-- Start of DATASET --
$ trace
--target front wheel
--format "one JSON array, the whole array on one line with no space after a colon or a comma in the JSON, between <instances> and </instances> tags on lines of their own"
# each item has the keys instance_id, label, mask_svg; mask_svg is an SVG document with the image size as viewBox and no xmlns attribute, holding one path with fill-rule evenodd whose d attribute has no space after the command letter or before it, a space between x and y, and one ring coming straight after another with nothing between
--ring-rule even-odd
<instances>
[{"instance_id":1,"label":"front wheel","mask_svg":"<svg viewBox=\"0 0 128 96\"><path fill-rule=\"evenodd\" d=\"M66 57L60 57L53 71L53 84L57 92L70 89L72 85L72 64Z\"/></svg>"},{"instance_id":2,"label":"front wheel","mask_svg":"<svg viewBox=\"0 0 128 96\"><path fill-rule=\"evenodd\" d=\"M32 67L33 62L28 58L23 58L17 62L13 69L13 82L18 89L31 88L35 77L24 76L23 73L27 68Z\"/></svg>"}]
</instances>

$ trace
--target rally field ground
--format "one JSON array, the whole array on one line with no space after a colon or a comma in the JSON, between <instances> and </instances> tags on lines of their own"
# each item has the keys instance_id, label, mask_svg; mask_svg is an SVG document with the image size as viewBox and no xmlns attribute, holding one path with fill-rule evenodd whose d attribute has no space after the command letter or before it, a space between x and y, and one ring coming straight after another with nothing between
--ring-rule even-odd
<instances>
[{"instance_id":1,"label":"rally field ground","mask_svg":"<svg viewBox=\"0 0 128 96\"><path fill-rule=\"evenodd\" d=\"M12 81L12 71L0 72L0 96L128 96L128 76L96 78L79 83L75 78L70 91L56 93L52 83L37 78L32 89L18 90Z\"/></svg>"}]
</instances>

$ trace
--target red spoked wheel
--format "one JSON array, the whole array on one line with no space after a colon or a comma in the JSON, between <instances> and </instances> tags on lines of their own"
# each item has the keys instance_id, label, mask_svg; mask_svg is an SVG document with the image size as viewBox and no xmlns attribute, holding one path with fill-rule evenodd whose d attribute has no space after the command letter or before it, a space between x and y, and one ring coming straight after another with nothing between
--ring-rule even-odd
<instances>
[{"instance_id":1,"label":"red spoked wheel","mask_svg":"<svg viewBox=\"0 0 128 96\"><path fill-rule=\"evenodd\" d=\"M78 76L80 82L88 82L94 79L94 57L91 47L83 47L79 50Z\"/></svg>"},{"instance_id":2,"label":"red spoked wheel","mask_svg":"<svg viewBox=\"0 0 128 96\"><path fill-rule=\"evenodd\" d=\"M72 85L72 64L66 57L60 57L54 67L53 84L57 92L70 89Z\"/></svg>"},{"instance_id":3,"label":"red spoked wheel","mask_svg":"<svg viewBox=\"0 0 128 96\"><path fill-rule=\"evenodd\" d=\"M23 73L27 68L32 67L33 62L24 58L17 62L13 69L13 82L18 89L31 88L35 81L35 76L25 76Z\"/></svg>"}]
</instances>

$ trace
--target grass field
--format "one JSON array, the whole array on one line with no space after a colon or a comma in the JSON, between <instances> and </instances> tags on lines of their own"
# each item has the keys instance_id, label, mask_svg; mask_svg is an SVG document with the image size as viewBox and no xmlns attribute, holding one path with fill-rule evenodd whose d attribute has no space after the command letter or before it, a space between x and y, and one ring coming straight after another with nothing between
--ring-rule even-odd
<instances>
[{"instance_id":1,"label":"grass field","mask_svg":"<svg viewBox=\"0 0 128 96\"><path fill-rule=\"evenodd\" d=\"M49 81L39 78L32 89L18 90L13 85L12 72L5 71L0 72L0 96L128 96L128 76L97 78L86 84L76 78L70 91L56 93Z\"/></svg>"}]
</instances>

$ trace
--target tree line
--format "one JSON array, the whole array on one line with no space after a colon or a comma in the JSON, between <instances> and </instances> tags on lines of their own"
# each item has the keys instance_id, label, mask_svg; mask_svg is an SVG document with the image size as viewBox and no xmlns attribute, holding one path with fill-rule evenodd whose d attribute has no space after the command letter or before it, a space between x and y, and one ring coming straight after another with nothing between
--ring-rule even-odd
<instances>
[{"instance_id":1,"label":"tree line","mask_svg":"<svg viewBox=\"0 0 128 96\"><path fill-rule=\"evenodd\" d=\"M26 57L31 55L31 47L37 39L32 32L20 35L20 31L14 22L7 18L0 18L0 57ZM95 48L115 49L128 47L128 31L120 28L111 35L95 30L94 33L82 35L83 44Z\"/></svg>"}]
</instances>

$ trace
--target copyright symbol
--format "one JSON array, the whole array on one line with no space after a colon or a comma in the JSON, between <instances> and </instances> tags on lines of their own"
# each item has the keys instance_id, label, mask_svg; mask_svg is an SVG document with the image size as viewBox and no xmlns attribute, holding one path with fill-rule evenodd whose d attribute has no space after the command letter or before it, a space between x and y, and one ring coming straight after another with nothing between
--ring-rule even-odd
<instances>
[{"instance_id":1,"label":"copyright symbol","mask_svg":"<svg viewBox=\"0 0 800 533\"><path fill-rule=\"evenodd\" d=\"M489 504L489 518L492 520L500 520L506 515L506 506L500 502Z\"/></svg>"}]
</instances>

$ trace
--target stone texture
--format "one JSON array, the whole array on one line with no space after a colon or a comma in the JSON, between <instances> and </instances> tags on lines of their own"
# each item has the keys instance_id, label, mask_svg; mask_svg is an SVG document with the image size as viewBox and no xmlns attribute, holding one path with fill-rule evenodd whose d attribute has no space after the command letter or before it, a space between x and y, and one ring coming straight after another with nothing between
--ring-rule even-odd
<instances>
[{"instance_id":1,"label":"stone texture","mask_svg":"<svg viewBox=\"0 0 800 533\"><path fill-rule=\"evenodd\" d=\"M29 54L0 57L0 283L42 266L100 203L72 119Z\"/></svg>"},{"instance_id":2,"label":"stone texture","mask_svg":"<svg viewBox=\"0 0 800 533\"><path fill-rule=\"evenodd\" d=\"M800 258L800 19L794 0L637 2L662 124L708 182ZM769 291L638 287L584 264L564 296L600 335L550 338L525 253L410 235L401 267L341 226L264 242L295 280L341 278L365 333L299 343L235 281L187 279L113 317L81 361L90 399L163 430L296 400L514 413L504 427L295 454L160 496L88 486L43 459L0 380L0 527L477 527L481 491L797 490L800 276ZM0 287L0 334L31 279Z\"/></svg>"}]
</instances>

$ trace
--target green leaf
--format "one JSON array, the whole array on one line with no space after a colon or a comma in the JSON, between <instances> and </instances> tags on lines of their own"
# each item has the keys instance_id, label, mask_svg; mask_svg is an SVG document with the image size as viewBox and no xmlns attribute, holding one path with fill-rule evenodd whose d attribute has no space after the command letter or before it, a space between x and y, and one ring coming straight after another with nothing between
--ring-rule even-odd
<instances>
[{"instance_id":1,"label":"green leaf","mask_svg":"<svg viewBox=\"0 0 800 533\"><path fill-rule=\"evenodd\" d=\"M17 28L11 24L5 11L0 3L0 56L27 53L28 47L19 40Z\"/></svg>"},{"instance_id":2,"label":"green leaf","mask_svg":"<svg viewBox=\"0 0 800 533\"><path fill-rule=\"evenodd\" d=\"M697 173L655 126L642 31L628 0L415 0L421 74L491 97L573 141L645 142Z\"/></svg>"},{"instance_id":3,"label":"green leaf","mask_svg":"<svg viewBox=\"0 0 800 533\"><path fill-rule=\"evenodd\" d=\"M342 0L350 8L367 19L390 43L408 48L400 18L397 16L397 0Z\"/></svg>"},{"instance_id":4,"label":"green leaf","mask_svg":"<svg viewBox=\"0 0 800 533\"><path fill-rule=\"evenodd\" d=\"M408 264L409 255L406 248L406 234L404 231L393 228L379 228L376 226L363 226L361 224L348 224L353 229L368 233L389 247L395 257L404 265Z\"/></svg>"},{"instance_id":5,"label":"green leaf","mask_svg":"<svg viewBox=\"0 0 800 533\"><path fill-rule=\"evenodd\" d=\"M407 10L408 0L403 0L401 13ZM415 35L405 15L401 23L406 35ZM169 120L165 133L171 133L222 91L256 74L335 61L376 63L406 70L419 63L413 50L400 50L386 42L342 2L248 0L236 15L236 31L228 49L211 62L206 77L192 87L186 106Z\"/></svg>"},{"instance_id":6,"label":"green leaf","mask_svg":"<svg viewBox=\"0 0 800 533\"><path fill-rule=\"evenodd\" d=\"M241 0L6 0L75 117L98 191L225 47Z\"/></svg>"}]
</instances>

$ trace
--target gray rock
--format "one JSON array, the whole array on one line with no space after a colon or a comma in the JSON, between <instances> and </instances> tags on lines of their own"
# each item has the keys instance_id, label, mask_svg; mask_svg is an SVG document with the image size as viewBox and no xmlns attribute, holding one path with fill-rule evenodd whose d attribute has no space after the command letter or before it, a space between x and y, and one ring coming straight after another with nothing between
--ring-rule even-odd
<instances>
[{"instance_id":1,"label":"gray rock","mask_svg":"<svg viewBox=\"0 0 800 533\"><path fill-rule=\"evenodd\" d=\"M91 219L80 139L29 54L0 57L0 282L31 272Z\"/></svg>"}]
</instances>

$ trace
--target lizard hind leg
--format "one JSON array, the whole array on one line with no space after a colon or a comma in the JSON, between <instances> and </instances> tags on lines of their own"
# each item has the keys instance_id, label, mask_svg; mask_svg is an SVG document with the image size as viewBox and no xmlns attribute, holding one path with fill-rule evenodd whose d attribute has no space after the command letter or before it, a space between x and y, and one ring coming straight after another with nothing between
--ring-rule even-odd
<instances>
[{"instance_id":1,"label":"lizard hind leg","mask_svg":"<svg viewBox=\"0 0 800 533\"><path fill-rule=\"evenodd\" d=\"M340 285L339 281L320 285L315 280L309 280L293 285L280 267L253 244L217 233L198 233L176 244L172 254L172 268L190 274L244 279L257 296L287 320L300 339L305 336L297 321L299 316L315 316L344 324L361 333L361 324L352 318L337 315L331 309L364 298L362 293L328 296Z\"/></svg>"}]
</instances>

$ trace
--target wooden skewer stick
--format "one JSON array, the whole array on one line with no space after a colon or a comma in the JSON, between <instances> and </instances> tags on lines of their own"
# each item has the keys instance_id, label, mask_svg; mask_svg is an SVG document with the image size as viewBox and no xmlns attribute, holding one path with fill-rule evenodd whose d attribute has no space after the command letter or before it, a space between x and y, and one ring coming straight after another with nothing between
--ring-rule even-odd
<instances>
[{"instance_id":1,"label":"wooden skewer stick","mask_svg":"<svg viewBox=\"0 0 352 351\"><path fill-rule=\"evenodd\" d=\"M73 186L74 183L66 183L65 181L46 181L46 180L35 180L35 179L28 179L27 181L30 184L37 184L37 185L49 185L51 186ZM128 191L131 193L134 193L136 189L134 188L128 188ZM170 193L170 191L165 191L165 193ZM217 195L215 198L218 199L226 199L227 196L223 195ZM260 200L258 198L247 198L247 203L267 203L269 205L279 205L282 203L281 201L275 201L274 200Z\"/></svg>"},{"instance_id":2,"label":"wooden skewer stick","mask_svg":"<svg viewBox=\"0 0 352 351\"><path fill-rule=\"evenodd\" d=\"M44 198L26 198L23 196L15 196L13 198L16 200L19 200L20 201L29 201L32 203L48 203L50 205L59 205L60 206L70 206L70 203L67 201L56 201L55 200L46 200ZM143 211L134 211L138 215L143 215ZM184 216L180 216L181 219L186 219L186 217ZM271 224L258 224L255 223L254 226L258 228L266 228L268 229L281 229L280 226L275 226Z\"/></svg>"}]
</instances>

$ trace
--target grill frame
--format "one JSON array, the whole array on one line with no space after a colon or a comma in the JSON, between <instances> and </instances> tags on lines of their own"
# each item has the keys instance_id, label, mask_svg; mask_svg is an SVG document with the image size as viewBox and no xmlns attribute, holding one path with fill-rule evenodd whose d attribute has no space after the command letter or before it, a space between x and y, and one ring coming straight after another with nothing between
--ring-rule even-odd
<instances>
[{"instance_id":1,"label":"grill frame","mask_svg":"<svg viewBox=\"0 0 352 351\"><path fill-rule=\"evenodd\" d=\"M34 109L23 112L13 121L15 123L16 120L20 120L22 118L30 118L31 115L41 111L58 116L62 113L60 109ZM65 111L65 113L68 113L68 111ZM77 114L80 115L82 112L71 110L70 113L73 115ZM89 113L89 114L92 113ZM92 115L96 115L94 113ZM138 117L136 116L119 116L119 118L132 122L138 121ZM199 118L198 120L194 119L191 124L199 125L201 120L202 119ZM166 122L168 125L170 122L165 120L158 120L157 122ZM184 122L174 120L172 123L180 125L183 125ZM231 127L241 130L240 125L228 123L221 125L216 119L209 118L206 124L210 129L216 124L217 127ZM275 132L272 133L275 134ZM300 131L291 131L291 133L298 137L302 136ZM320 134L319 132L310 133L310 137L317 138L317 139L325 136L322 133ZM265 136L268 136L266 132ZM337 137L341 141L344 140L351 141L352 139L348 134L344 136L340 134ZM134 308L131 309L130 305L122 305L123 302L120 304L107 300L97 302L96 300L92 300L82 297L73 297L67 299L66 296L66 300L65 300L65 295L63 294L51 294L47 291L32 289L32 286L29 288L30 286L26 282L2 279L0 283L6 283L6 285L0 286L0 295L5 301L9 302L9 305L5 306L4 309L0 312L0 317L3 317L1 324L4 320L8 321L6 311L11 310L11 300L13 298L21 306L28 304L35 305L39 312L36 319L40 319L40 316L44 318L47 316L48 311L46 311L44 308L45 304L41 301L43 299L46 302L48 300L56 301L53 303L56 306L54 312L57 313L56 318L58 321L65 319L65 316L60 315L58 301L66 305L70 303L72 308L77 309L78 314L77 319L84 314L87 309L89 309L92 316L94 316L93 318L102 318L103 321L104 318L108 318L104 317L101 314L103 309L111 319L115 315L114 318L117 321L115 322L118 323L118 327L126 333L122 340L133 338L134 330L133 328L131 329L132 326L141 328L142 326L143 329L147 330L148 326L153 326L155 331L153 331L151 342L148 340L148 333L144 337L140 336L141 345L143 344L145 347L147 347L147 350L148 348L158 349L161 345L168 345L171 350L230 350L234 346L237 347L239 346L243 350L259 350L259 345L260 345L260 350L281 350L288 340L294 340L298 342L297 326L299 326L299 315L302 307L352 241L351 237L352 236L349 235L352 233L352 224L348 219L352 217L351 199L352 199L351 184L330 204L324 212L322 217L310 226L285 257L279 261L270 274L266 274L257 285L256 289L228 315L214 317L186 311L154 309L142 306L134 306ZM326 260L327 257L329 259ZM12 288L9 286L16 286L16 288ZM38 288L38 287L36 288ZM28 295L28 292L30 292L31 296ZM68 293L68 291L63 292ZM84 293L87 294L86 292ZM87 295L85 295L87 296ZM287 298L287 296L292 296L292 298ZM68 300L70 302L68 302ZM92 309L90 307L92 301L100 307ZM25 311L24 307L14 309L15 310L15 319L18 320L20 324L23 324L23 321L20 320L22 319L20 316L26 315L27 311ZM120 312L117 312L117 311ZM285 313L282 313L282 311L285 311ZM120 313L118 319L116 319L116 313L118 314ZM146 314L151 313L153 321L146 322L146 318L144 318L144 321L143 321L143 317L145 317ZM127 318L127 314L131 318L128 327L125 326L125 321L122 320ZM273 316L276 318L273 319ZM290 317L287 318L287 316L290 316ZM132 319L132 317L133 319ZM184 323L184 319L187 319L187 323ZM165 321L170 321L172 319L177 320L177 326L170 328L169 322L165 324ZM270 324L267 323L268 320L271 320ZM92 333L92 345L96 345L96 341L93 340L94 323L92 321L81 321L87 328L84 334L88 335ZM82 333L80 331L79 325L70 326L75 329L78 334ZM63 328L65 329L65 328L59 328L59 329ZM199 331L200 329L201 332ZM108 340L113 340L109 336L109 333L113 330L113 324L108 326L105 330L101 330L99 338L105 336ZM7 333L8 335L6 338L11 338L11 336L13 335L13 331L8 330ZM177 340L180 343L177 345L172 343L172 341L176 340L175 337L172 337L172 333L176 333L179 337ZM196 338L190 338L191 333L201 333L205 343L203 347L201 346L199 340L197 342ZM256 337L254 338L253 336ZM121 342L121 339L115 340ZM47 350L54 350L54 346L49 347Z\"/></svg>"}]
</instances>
-- End of DATASET --
OBJECTIVE >>
Pick out every line of the data above that contains the string "target" and copy each one in full.

SOLUTION TO THIS EXERCISE >>
--target front wheel
--target rally field ground
--target red spoked wheel
--target grass field
--target tree line
--target copyright symbol
--target stone texture
--target green leaf
--target gray rock
--target lizard hind leg
--target wooden skewer stick
--target grill frame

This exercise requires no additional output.